- **TEXT SHOWN**:
Judge Albert Fountain offers youths found with alcohol an offer most don’t refuse.

In part, they must write him a 1,000-word essay in order to to keep the conviction off their records and avoid hefty costs.

They can write the entire essay about the effects of alcohol, but Fountain recommends they give him 500 words each on that and on the Book of Revelation, one of the most feared books in the Bible.

This is such an obvious violation of separation of church and state, that I can’t see why a sitting judge could even be allowed to get away with it. Then again, this is Christocratic Mississippi … where little things like the First Amendment just aren’t all that important.

The good judge claims there’s no force involved:

“I don’t force them to do it. It’s their choice.”

However, as explained in the article, there actually is force involved:

Those who accept the plea offer must hand over their driver’s license for 10 days and maintain good behavior, and are placed on 90 days of non-reporting probation. The case is then non-adjudicated and it stays off their record.

Those who don’t accept the offer are fined $500, ordered to pay a state assessment of $155.75 and lose their license for 90 days. And the conviction stands as a misdemeanor record.

- **PARTS OF THE EXERCISE**:
(1) Under the judge's plea offer described in the text, how many words of the essay does he recommend devoting to the Book of Revelation?
(2) Resume the text about the judge's essay offer, beginning right after its final sentence.

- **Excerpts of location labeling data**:

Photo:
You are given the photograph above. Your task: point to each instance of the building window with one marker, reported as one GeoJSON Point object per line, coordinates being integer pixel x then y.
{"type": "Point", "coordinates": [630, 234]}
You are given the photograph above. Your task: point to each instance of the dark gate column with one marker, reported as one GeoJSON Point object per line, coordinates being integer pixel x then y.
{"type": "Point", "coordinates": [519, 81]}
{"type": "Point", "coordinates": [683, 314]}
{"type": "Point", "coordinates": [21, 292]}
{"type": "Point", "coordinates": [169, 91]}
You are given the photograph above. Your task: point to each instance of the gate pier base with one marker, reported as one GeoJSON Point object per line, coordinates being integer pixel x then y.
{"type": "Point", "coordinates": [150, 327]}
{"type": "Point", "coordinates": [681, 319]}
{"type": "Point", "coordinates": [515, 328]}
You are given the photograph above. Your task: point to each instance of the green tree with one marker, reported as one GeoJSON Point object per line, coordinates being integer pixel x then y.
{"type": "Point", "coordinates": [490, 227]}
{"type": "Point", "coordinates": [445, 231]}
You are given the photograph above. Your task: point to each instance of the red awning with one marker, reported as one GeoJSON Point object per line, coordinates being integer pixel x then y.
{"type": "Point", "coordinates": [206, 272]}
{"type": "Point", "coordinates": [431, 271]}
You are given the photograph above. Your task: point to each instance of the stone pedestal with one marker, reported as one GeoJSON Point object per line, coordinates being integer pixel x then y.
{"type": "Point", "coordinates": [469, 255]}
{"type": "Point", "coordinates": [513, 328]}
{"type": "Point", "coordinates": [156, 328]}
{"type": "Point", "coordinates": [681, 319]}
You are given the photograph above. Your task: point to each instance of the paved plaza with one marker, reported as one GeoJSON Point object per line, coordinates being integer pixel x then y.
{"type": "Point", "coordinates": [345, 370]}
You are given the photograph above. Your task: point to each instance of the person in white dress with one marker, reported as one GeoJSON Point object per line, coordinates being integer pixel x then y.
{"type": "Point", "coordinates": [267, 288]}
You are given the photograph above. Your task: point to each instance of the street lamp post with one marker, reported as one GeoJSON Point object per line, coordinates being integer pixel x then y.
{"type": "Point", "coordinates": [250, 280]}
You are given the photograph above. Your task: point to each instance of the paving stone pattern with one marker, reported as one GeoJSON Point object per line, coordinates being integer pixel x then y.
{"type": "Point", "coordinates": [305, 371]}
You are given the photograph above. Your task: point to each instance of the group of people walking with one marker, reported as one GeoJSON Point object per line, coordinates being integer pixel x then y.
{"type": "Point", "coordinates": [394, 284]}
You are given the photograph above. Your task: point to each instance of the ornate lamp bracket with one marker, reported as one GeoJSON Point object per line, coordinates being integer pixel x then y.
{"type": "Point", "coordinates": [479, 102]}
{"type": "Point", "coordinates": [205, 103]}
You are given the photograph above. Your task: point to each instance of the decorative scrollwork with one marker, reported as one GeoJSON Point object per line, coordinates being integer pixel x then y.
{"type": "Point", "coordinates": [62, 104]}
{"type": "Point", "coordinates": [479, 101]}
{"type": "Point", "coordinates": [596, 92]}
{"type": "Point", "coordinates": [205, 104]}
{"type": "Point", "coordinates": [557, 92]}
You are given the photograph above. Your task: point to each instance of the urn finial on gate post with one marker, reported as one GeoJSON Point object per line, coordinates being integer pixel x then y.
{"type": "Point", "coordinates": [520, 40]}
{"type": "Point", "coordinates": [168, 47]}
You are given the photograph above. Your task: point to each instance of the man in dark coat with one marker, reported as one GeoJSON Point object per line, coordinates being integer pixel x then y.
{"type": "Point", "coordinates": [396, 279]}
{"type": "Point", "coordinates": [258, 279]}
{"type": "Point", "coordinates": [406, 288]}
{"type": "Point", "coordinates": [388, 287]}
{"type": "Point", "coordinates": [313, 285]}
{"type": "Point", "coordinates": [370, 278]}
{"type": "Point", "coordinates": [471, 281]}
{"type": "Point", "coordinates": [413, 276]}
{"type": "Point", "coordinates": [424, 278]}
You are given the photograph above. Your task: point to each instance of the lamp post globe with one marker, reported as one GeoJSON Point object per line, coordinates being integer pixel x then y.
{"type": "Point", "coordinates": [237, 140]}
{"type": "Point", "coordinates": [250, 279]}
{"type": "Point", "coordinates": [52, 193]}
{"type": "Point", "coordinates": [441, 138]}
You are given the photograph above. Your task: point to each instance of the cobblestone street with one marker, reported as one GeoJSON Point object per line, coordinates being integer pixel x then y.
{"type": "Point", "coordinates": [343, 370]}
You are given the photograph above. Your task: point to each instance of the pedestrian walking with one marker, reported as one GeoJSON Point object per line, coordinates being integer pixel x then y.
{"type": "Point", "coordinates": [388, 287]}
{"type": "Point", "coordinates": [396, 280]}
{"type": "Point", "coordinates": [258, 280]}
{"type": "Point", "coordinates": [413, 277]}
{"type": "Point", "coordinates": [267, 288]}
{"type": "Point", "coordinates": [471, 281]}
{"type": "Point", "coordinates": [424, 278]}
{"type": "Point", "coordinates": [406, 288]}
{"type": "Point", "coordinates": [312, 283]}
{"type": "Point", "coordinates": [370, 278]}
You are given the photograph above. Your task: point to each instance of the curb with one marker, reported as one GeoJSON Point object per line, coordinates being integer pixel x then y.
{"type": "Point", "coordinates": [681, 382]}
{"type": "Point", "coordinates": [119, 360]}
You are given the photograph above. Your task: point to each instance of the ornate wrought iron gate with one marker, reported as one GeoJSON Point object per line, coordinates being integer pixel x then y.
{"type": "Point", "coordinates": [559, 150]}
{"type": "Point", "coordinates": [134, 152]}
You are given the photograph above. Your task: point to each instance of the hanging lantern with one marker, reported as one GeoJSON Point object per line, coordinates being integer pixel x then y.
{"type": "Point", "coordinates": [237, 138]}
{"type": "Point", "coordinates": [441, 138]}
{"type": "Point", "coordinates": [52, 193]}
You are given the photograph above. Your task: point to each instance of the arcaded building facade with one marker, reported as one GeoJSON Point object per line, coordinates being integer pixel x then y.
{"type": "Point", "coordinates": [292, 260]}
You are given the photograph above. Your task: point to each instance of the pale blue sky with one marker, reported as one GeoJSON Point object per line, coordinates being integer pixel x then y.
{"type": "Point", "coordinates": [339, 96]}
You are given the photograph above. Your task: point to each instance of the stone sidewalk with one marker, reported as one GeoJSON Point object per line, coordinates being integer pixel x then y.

==

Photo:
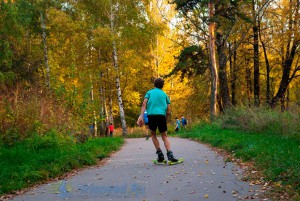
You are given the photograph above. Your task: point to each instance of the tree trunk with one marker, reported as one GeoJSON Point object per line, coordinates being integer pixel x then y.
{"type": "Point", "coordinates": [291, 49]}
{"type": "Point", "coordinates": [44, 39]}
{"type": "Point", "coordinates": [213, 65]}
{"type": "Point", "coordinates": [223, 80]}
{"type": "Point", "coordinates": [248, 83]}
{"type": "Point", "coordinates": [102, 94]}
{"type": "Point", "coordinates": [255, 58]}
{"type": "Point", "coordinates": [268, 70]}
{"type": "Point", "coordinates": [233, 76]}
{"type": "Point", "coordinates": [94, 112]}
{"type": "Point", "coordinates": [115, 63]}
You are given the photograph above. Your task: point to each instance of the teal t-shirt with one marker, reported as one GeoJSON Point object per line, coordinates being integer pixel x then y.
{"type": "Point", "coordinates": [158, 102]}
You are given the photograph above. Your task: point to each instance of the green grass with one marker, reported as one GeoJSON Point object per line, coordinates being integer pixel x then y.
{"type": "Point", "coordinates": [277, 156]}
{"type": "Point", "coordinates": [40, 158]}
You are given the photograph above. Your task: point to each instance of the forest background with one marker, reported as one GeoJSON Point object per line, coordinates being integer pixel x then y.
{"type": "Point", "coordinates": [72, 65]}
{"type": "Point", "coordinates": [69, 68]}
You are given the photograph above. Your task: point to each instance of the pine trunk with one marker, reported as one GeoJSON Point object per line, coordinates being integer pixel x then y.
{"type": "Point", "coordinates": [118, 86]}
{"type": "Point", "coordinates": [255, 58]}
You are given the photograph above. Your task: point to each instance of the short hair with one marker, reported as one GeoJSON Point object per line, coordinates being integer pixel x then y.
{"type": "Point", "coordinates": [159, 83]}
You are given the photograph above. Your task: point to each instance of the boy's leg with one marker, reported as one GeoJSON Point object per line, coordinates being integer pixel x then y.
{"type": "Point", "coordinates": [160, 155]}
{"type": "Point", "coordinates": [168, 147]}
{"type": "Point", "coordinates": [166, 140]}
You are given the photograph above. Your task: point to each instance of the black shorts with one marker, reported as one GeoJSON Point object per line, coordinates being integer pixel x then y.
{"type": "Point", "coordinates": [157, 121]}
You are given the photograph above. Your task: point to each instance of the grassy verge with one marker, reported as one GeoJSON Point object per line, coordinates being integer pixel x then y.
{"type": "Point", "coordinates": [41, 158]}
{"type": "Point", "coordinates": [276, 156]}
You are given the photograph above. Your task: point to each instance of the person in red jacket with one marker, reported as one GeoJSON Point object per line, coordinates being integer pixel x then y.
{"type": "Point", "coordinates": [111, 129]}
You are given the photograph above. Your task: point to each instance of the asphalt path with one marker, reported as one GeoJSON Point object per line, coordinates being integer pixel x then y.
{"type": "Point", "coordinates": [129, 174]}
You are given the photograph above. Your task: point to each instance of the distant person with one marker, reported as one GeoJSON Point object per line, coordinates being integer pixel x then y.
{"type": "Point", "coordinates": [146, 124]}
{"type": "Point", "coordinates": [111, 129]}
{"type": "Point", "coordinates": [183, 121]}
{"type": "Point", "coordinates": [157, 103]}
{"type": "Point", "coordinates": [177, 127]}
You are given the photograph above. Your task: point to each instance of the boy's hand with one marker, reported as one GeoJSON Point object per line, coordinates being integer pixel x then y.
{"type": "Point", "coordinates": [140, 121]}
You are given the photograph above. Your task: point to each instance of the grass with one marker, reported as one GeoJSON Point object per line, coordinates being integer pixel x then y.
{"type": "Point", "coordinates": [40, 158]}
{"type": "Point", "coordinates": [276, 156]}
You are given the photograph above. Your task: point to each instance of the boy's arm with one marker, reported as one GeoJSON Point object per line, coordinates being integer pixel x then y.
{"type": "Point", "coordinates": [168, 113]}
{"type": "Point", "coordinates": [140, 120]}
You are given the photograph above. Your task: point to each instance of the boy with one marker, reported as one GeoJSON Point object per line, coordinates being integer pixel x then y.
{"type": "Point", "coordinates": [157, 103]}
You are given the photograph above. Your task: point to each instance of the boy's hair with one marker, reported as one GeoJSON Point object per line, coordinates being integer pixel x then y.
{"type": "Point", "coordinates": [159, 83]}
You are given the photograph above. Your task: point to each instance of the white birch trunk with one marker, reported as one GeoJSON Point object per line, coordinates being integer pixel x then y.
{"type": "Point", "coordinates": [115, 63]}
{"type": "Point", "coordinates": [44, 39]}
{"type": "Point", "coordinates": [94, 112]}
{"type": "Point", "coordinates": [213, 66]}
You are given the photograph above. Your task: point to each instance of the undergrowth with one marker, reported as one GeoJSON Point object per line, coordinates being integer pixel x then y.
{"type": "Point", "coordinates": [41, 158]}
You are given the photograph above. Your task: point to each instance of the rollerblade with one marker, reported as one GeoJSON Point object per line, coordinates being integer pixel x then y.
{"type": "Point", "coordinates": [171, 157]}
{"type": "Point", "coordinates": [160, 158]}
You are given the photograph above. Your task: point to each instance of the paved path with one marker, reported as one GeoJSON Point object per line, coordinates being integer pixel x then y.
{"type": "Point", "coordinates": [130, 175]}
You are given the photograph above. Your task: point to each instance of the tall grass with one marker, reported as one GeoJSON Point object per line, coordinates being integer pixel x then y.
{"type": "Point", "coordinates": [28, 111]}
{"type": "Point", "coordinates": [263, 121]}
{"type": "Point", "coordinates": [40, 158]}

- **WRITTEN ANSWERS**:
(1) 500 words.

(2)
So these kids have a choice: Write the essay, and skate on the charges; or not write the essay, and be punished (in not just one, but three different ways). To say there’s no coercion here is a clear lie on the judge’s part. That places him in my “lying liars for Jesus” club.

Why Revelation, one might ask? Because, as the judge himself admits, it’s the most terrifying book of the Bible:

“When they read Revelation, they can’t help but think about what we’re heading for in the future if we don’t do the right thing,” Fountain said.

“I’ve had them come back with tears in their eyes,” he said.

“They tell me it’s a scary book to read. I can’t force them to do it, but all I can do is plant a seed.”

Yep, that’s good old-fashioned Christian psychological terror: “Say, do, and believe what we order you to … or you’ll BURN IN HELL FOR ALL ETERNITY!!! Mwa ha ha ha ha ha!” Of course, neither Judge Fountain, nor the rest of his fellow Christofascists, see this as a problem. They’re willing to say and do anything in order to make “believers” out of others. They truly think the end justifies the means. As long as they’re saving souls for their precious Jesus, nothing else is important … even brazenly violating the Constitution, then lying about it, are acceptable for this sort of militant Christianist.

Photo credit: BenRR, via DeviantArt.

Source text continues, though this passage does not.